→ DATA SHOWN:

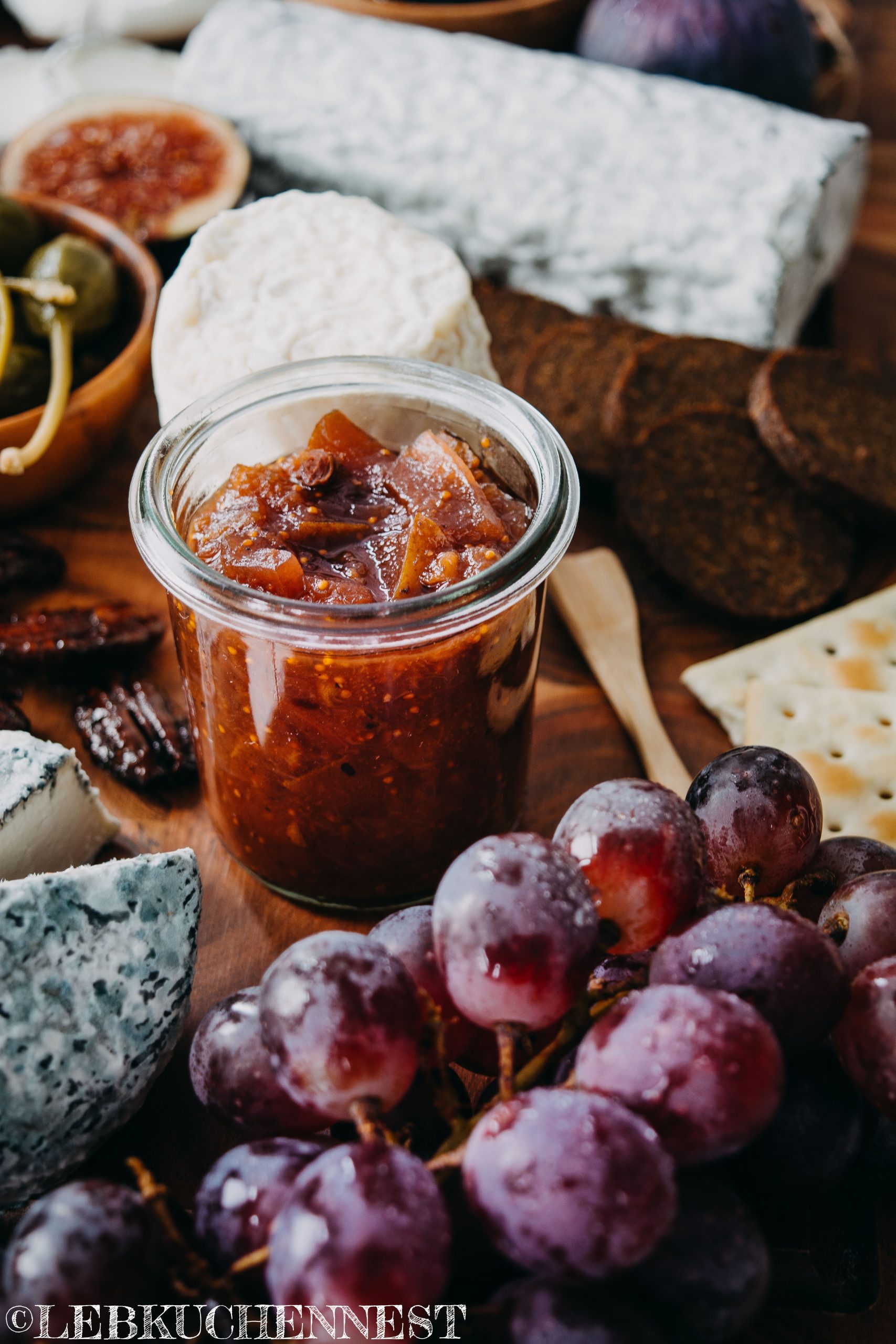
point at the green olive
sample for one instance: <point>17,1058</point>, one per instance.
<point>89,270</point>
<point>19,234</point>
<point>26,380</point>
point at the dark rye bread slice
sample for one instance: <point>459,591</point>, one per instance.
<point>567,374</point>
<point>673,374</point>
<point>515,320</point>
<point>832,425</point>
<point>716,512</point>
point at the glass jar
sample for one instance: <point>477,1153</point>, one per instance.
<point>350,753</point>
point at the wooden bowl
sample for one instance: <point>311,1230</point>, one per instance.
<point>530,23</point>
<point>99,409</point>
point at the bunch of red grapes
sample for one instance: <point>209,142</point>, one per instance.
<point>664,985</point>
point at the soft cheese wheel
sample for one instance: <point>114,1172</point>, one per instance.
<point>304,276</point>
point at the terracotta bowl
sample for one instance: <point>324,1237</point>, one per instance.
<point>97,412</point>
<point>530,23</point>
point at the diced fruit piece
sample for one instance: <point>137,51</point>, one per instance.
<point>708,1278</point>
<point>231,1073</point>
<point>513,928</point>
<point>342,1021</point>
<point>861,920</point>
<point>866,1037</point>
<point>568,1183</point>
<point>761,814</point>
<point>703,1067</point>
<point>431,479</point>
<point>157,167</point>
<point>774,959</point>
<point>338,435</point>
<point>242,1194</point>
<point>364,1223</point>
<point>425,542</point>
<point>642,851</point>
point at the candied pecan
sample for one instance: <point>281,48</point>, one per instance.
<point>26,562</point>
<point>77,635</point>
<point>132,730</point>
<point>11,717</point>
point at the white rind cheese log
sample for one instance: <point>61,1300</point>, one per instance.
<point>680,206</point>
<point>50,815</point>
<point>304,276</point>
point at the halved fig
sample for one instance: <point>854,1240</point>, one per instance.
<point>159,169</point>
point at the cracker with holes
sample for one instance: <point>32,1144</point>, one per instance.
<point>847,740</point>
<point>852,648</point>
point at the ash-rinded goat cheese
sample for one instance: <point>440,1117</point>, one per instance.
<point>680,206</point>
<point>50,815</point>
<point>303,276</point>
<point>96,971</point>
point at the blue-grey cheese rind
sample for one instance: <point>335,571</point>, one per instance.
<point>680,206</point>
<point>96,972</point>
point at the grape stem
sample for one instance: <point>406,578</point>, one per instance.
<point>195,1278</point>
<point>507,1050</point>
<point>6,326</point>
<point>15,460</point>
<point>747,881</point>
<point>366,1113</point>
<point>837,928</point>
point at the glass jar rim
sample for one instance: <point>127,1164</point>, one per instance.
<point>181,441</point>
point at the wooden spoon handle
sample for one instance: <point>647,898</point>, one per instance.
<point>594,597</point>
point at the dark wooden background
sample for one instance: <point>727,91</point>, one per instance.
<point>578,740</point>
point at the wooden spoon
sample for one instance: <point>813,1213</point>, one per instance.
<point>594,597</point>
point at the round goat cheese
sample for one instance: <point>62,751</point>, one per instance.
<point>305,276</point>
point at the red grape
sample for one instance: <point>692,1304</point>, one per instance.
<point>866,1037</point>
<point>364,1223</point>
<point>702,1066</point>
<point>409,936</point>
<point>861,920</point>
<point>849,857</point>
<point>515,930</point>
<point>242,1194</point>
<point>342,1021</point>
<point>231,1073</point>
<point>774,959</point>
<point>87,1242</point>
<point>642,851</point>
<point>708,1278</point>
<point>816,1133</point>
<point>568,1183</point>
<point>761,814</point>
<point>537,1311</point>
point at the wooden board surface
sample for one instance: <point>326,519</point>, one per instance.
<point>577,737</point>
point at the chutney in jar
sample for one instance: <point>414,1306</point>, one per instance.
<point>352,779</point>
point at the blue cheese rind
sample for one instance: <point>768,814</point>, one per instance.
<point>680,206</point>
<point>50,815</point>
<point>96,972</point>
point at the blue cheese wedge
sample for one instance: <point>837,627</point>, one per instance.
<point>304,276</point>
<point>96,971</point>
<point>680,206</point>
<point>50,815</point>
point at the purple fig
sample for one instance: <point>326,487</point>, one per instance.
<point>763,47</point>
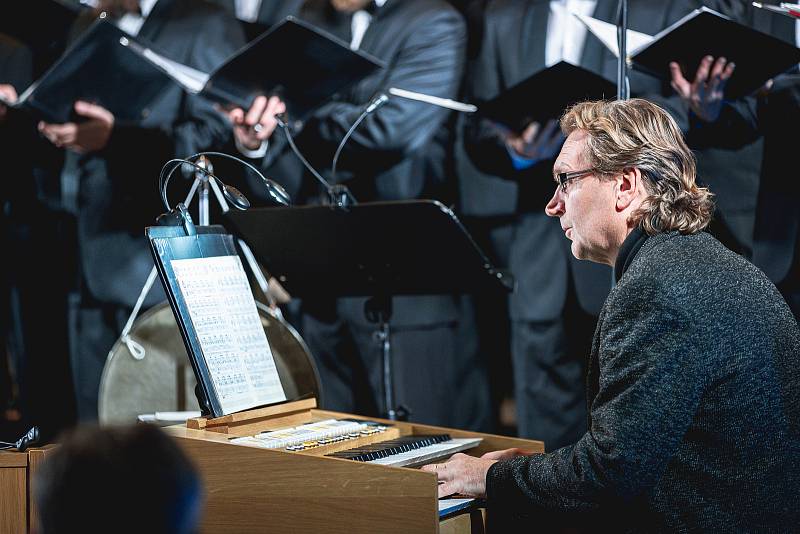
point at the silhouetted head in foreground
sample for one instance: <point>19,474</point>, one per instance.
<point>125,479</point>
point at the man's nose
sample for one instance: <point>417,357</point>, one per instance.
<point>555,208</point>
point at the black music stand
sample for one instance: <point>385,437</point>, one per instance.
<point>377,250</point>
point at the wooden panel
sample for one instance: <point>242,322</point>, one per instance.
<point>460,524</point>
<point>35,458</point>
<point>251,488</point>
<point>13,493</point>
<point>13,459</point>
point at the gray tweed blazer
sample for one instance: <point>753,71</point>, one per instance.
<point>694,403</point>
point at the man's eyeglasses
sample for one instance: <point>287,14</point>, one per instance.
<point>563,177</point>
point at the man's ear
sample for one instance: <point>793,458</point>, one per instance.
<point>628,187</point>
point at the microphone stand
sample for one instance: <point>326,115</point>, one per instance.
<point>200,187</point>
<point>623,86</point>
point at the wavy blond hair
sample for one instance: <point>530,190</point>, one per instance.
<point>637,133</point>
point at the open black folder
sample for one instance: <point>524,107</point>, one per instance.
<point>101,68</point>
<point>545,95</point>
<point>758,56</point>
<point>415,247</point>
<point>295,60</point>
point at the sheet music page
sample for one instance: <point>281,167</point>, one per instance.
<point>232,340</point>
<point>607,33</point>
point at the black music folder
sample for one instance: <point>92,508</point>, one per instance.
<point>545,95</point>
<point>295,60</point>
<point>99,67</point>
<point>210,296</point>
<point>758,56</point>
<point>415,247</point>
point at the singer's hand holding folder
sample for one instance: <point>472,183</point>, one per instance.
<point>758,56</point>
<point>302,64</point>
<point>99,67</point>
<point>545,95</point>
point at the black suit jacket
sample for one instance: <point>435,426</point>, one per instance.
<point>513,48</point>
<point>768,117</point>
<point>423,44</point>
<point>694,405</point>
<point>118,194</point>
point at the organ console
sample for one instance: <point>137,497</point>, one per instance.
<point>295,468</point>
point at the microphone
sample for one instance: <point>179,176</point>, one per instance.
<point>232,195</point>
<point>275,190</point>
<point>338,195</point>
<point>381,98</point>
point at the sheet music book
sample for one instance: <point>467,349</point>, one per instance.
<point>758,56</point>
<point>101,68</point>
<point>295,60</point>
<point>212,301</point>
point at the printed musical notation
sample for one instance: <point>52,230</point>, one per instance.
<point>227,324</point>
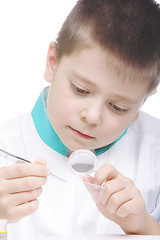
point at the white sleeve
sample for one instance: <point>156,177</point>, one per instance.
<point>156,212</point>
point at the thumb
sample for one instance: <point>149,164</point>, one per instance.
<point>93,189</point>
<point>41,161</point>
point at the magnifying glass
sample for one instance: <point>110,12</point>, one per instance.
<point>82,162</point>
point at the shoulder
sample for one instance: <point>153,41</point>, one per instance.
<point>14,125</point>
<point>16,131</point>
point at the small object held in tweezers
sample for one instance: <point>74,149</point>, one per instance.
<point>25,160</point>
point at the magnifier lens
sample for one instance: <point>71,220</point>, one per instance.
<point>82,161</point>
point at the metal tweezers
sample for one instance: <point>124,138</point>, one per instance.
<point>22,159</point>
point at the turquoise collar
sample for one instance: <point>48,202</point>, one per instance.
<point>46,131</point>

→ WORK TO BE COMPLETED: Copy the records word for word, leaving no picture in the copy.

→ CORRECT RESPONSE:
point at the green olive
sample for one instance: <point>17,1058</point>, one per instance.
<point>89,270</point>
<point>19,234</point>
<point>26,380</point>
point at the dark rye bread slice
sample for one instance: <point>459,591</point>, one per instance.
<point>567,374</point>
<point>673,374</point>
<point>515,320</point>
<point>832,425</point>
<point>716,512</point>
point at the glass jar
sample for one instance: <point>477,1153</point>, one per instance.
<point>350,753</point>
point at the wooden bowl
sample for one instance: <point>311,1230</point>, one per instance.
<point>530,23</point>
<point>99,409</point>
point at the bunch of red grapes
sample for one instance: <point>209,142</point>, one per instance.
<point>664,985</point>
point at the soft cheese wheel
sample for one instance: <point>114,1172</point>, one per instance.
<point>304,276</point>
point at the terracotta bowl
sample for one instance: <point>324,1237</point>, one per instance.
<point>97,412</point>
<point>530,23</point>
point at the diced fruit piece
sample for one instance: <point>137,51</point>, one per instance.
<point>708,1278</point>
<point>231,1073</point>
<point>513,928</point>
<point>342,1021</point>
<point>861,920</point>
<point>866,1037</point>
<point>568,1183</point>
<point>761,814</point>
<point>703,1067</point>
<point>431,479</point>
<point>157,167</point>
<point>774,959</point>
<point>338,435</point>
<point>242,1194</point>
<point>364,1223</point>
<point>425,542</point>
<point>642,851</point>
point at the candied pecan
sample for one instance: <point>281,48</point>, one per instance.
<point>26,562</point>
<point>77,635</point>
<point>132,730</point>
<point>11,717</point>
point at the white rind cheese log
sample for one instance: <point>61,1300</point>, one per instance.
<point>680,206</point>
<point>50,815</point>
<point>304,276</point>
point at the halved fig
sample for one instance: <point>854,1240</point>, one per instance.
<point>159,169</point>
point at the cracker with holes
sample for one instance: <point>32,1144</point>, one per instance.
<point>847,740</point>
<point>852,648</point>
point at the ash-rinded goat cheese
sample for one instance: <point>440,1117</point>, one per instance.
<point>680,206</point>
<point>50,815</point>
<point>303,276</point>
<point>96,971</point>
point at the blue-grey cheese rind
sample for one instance: <point>335,571</point>, one per instance.
<point>680,206</point>
<point>96,972</point>
point at the grape stem
sample for one instance: <point>406,578</point>, one per instance.
<point>195,1278</point>
<point>507,1050</point>
<point>6,326</point>
<point>15,460</point>
<point>747,881</point>
<point>366,1113</point>
<point>837,928</point>
point at the glass jar rim
sample for one instance: <point>127,1164</point>, one per instance.
<point>181,441</point>
point at the wooden spoon handle
sample for one instance: <point>647,898</point>, one per instance.
<point>594,597</point>
point at the dark wooden background
sample for one instance: <point>727,91</point>, one per instance.
<point>578,740</point>
point at the wooden spoon
sample for one instance: <point>813,1213</point>, one per instance.
<point>594,597</point>
point at the round goat cheese
sample for one instance: <point>62,751</point>, one per instance.
<point>305,276</point>
point at the red grape
sample for one instance: <point>692,1304</point>, one per instance.
<point>866,1037</point>
<point>364,1223</point>
<point>702,1066</point>
<point>409,936</point>
<point>861,920</point>
<point>849,857</point>
<point>515,930</point>
<point>242,1194</point>
<point>342,1021</point>
<point>231,1073</point>
<point>774,959</point>
<point>87,1242</point>
<point>642,851</point>
<point>708,1278</point>
<point>816,1133</point>
<point>568,1183</point>
<point>761,814</point>
<point>537,1311</point>
point at the wooden board surface
sample for one instance: <point>326,519</point>, one per instance.
<point>577,737</point>
point at the chutney in jar
sample for one instance: <point>414,1306</point>, one per instance.
<point>352,779</point>
point at the blue cheese rind
sample for one instance: <point>768,814</point>, one per instance.
<point>680,206</point>
<point>50,815</point>
<point>96,972</point>
point at the blue cheese wedge
sample for one instance: <point>837,627</point>, one per instance.
<point>304,276</point>
<point>96,971</point>
<point>680,206</point>
<point>50,815</point>
point at the purple fig
sample for one instance: <point>326,487</point>, one per instance.
<point>763,47</point>
point at the silhouetted head in foreground
sample for one instance: <point>19,474</point>, one per instance.
<point>125,479</point>
point at the man's nose
sample for one instance: <point>417,357</point>, one per instance.
<point>555,208</point>
point at the black music stand
sample for one instance: <point>385,437</point>, one per instance.
<point>377,250</point>
point at the wooden panel
sample for one instance: <point>242,322</point>, one per instance.
<point>460,524</point>
<point>35,458</point>
<point>251,488</point>
<point>13,493</point>
<point>13,459</point>
point at the gray tweed blazer
sample for one instance: <point>753,71</point>, one per instance.
<point>694,403</point>
point at the man's eyeglasses
sample for one instance: <point>287,14</point>, one per instance.
<point>563,177</point>
point at the man's ear
sample for one instance: <point>793,458</point>, one per instance.
<point>628,187</point>
point at the microphone stand
sample for one instance: <point>326,115</point>, one per instance.
<point>200,187</point>
<point>623,86</point>
point at the wavy blond hair
sample for one instance: <point>530,190</point>, one per instance.
<point>637,133</point>
point at the open black folder
sample for one instance: <point>524,107</point>, one per instance.
<point>101,68</point>
<point>545,95</point>
<point>758,56</point>
<point>415,247</point>
<point>295,60</point>
point at the sheet music page
sample for one instance: <point>281,167</point>, one per instance.
<point>232,340</point>
<point>607,33</point>
point at the black music folder
sample for one instance: <point>92,508</point>, one per instance.
<point>545,95</point>
<point>295,60</point>
<point>99,67</point>
<point>210,296</point>
<point>758,56</point>
<point>415,247</point>
point at the singer's hand holding folder
sample for one instance: <point>472,183</point>, one per instance.
<point>758,56</point>
<point>302,64</point>
<point>99,67</point>
<point>545,95</point>
point at the black suit jacket
sample for one instance: <point>435,426</point>, one per instance.
<point>513,48</point>
<point>768,117</point>
<point>423,44</point>
<point>694,405</point>
<point>118,194</point>
point at the organ console
sample for one instance: <point>137,497</point>, one per instance.
<point>295,468</point>
point at the microphone
sample for one instance: <point>179,176</point>, one per instance.
<point>232,195</point>
<point>275,190</point>
<point>338,195</point>
<point>381,98</point>
point at the sheet music book
sample for one instance: <point>467,349</point>, one per instance.
<point>758,56</point>
<point>101,68</point>
<point>295,60</point>
<point>212,301</point>
point at the printed musical notation
sample for one instance: <point>52,230</point>, one per instance.
<point>227,324</point>
point at the white sleeve
sample for one instance: <point>156,177</point>, one per instance.
<point>156,212</point>
point at the thumb
sample for one instance: <point>149,164</point>, one per instance.
<point>93,189</point>
<point>41,161</point>
point at the magnifying glass
sample for one instance: <point>110,12</point>, one per instance.
<point>82,162</point>
point at the shoulder
sample for one instance: <point>153,41</point>, one per instance.
<point>14,125</point>
<point>16,131</point>
point at the small object held in tweezers
sample for one instance: <point>74,149</point>, one per instance.
<point>25,160</point>
point at the magnifier lens
sample for one instance: <point>71,220</point>, one per instance.
<point>82,161</point>
point at the metal tweezers
sample for one instance: <point>124,138</point>, one per instance.
<point>22,159</point>
point at the turquoise collar
sample for one instance: <point>48,202</point>, one per instance.
<point>46,131</point>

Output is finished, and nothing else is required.